- WHAT THIS TASK INVOLVES
Reformat the data below as a numbered list, starting at the line containing "Point to the grass" and continuing through the final line of the data. Leave out any blank lines.

[BEGIN EXERCISE INPUT]

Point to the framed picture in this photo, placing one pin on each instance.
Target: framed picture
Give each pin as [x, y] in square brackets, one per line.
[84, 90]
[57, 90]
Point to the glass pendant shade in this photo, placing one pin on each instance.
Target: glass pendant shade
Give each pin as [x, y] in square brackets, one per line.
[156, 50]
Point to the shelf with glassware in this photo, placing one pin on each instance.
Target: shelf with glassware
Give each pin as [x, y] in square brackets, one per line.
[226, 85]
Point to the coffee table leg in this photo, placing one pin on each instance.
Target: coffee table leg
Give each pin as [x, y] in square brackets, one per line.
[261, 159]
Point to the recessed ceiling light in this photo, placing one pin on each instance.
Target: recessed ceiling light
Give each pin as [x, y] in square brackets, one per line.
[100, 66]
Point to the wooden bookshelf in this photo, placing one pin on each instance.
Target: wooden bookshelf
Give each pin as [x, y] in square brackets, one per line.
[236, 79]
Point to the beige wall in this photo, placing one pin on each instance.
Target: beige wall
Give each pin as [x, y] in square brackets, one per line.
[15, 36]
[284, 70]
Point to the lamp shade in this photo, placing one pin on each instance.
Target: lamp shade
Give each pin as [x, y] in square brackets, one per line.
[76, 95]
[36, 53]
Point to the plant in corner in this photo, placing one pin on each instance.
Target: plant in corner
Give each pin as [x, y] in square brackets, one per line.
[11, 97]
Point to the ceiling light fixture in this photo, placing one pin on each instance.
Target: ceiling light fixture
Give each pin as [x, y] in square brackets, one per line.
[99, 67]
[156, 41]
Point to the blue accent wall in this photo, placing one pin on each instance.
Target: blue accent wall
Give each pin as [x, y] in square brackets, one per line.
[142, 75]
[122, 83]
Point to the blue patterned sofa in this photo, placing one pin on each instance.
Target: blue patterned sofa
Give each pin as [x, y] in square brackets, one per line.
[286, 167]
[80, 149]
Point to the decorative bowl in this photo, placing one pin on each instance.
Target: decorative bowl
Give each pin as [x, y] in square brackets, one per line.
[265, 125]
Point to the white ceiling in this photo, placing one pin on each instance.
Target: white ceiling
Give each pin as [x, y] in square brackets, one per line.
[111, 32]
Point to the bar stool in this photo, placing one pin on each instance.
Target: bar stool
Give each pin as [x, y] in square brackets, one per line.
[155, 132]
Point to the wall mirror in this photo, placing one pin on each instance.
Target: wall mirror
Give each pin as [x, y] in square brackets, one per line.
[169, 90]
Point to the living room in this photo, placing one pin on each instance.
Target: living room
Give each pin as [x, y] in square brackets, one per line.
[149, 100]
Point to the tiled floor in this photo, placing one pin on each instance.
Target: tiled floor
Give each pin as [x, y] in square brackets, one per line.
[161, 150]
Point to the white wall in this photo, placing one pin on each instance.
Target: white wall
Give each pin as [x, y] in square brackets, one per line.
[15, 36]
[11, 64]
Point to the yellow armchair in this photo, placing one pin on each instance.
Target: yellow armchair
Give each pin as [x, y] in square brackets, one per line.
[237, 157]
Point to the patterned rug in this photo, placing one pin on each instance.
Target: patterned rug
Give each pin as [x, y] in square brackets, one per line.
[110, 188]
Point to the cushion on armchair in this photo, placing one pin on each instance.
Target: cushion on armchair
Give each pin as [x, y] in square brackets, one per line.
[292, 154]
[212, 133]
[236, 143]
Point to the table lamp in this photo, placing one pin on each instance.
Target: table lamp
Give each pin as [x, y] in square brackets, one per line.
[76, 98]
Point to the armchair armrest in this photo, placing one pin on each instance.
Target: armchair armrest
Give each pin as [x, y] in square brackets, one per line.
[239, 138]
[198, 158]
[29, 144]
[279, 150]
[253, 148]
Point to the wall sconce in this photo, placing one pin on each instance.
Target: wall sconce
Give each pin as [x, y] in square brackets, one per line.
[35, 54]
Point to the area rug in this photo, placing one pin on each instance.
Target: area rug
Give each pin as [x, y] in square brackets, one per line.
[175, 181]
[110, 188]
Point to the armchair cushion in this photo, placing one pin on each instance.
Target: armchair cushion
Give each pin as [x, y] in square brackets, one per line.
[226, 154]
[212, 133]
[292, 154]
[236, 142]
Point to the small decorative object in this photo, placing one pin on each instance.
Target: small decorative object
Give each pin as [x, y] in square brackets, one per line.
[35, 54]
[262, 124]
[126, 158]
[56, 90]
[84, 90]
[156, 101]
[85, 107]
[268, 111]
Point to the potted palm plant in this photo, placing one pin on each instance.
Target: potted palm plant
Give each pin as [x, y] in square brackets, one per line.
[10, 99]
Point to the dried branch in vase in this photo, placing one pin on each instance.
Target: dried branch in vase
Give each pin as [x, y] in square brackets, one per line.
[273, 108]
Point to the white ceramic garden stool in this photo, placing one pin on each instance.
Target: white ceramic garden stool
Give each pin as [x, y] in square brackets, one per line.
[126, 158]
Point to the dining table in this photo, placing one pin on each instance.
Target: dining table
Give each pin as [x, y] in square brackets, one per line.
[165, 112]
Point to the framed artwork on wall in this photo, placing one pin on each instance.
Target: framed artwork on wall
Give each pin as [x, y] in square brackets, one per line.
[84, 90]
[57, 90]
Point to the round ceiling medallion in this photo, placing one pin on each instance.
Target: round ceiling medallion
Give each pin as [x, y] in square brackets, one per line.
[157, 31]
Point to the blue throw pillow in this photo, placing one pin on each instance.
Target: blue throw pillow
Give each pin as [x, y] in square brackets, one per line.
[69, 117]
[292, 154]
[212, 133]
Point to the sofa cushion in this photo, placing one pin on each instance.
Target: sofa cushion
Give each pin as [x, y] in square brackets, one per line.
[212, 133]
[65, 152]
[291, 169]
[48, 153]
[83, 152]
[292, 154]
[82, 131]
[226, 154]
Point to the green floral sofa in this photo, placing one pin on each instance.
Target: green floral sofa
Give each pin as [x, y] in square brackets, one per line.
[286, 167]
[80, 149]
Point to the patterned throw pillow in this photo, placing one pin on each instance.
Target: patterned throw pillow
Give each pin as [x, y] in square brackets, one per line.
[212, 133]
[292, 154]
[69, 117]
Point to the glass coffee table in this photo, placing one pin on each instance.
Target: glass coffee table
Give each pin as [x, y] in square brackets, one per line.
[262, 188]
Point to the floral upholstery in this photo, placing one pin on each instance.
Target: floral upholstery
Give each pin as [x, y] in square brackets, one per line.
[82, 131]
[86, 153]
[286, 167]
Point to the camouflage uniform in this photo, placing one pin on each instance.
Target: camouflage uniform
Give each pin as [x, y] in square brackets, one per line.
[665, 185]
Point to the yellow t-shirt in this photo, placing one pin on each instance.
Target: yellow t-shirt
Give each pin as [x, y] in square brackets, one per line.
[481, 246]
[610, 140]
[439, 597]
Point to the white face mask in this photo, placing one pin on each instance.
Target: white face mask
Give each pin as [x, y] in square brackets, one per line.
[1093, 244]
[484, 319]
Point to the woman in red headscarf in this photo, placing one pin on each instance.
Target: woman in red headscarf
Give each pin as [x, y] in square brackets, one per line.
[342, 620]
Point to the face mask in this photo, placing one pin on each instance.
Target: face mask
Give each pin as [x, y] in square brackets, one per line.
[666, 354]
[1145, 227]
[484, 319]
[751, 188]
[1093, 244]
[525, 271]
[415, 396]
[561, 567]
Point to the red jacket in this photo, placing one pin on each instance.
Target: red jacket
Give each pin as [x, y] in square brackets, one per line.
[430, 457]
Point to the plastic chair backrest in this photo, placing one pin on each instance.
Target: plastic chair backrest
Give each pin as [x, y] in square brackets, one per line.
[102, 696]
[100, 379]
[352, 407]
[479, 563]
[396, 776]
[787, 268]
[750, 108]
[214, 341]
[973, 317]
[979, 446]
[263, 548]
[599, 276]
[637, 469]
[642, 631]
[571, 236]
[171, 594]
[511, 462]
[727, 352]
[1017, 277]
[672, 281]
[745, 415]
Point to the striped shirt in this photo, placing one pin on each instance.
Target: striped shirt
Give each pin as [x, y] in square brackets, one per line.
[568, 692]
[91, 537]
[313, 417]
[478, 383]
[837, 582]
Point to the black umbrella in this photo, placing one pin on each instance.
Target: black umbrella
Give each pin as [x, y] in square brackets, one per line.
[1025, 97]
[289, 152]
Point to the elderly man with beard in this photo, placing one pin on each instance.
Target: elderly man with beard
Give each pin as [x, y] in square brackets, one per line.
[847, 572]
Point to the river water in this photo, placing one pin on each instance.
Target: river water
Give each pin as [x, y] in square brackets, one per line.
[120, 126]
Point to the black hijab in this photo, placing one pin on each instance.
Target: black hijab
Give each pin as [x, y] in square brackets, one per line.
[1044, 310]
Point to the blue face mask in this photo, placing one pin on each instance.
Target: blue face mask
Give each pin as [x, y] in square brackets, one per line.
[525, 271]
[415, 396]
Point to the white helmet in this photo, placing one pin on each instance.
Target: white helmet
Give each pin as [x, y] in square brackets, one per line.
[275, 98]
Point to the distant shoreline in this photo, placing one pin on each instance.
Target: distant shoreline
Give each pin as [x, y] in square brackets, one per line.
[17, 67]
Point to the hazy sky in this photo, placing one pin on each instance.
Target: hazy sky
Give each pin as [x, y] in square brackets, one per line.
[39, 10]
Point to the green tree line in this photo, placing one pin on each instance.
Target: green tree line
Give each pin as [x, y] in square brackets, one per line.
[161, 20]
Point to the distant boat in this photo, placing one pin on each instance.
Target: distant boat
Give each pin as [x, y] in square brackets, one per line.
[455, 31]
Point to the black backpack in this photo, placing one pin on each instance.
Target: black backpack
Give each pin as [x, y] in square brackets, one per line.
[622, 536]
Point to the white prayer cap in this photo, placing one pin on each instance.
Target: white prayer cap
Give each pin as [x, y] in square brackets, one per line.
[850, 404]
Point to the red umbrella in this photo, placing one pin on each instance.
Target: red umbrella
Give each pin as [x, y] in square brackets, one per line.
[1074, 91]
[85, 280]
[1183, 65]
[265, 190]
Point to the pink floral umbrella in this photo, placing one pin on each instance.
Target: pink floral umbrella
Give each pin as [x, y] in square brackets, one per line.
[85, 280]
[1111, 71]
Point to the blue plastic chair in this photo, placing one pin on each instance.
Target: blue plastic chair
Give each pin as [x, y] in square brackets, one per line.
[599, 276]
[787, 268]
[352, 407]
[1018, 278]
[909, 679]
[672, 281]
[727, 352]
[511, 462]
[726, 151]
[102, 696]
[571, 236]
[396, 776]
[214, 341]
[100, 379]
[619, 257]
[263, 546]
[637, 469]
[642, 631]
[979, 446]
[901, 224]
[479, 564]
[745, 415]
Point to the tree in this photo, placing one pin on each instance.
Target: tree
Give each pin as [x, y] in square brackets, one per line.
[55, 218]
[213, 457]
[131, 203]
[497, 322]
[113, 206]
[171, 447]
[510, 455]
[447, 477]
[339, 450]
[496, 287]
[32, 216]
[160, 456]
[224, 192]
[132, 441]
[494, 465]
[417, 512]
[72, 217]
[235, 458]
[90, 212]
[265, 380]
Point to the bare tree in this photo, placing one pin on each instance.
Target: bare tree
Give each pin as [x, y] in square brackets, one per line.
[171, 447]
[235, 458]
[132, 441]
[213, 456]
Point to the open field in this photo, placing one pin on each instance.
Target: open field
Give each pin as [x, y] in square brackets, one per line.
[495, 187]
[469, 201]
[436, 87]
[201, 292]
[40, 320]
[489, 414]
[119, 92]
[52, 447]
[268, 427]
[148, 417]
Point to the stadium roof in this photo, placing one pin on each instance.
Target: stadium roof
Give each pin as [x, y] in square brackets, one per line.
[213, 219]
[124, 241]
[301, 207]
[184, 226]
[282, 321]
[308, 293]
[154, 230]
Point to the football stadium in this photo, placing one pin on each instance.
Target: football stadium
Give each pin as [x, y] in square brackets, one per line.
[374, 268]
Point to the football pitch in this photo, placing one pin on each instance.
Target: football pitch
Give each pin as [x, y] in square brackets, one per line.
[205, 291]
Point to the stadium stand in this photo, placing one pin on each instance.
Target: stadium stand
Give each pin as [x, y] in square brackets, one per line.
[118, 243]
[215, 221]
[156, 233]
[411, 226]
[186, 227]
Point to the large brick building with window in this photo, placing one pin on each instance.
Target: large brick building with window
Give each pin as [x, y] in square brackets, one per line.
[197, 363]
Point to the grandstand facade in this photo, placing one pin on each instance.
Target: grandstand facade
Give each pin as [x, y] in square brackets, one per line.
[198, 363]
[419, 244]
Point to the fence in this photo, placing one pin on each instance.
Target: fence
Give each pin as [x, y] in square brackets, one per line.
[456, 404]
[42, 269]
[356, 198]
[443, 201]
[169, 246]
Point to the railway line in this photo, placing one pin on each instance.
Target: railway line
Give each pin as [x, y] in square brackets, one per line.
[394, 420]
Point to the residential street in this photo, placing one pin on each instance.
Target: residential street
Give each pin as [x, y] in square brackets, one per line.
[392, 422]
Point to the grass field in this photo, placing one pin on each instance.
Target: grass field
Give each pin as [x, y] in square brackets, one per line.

[END EXERCISE INPUT]

- TASK ANSWER
1. Point to the grass field in this photo, placing one pin on each instance.
2. Target: grass field
3. Give each pin as [x, y] in square brackets, one per line.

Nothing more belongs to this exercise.